Segment Start: INFORMATION

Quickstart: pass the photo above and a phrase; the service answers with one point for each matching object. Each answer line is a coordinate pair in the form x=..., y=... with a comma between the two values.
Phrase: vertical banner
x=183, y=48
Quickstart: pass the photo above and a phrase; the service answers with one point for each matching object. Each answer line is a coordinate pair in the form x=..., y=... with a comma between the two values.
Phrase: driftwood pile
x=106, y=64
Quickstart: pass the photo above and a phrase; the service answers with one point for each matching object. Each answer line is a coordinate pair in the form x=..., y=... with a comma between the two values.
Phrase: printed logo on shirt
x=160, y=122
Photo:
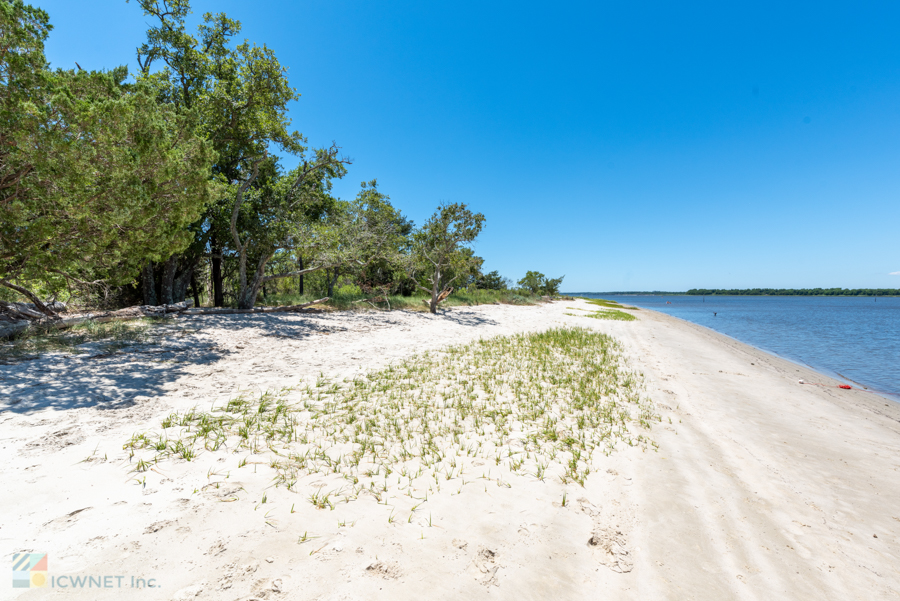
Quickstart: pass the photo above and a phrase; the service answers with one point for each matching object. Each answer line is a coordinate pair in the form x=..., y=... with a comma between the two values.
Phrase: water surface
x=856, y=338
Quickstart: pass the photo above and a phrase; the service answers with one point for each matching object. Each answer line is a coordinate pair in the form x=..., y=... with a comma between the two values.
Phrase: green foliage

Segment End: INFORMATION

WHAT YOU HAVE TO DO >>
Please write the material out again exactly as shown above, minus any pictures.

RESULT FOR THIS EXERCISE >>
Quickstart: pass the photo above and a phrase; the service answers with one point for each matching object. Each answer line is a coordinate pair in the form x=..., y=... with a comma between the two values.
Phrase: vertical banner
x=183, y=48
Quickstart: pass the photo above and a phrase; the service answers with one point for each matching object. Each answer line is a coordinate pair in the form x=..., y=... with a comma between the two values.
Phrase: driftwood pile
x=106, y=64
Quickstart: pass the photo above and a phrase; the service answers with one point for each matching object. Each answer line is a coordinate pair in the form x=..., y=... with a comma between the two values.
Phrase: printed logo on shirt
x=160, y=122
Photo:
Quickstart: pass the photo above and a phrase; the service answers with one point for each matching object. Each answer line is a coordinate pair in the form x=..., y=... with a comma between the two values.
Phrase: water surface
x=856, y=338
Quickstart: pass the photo above and a phrase; the service answers with one point for each matching object. Each answer line is a coordinate pair in the form x=..., y=... with a comma between the two values.
Phrase: green foliage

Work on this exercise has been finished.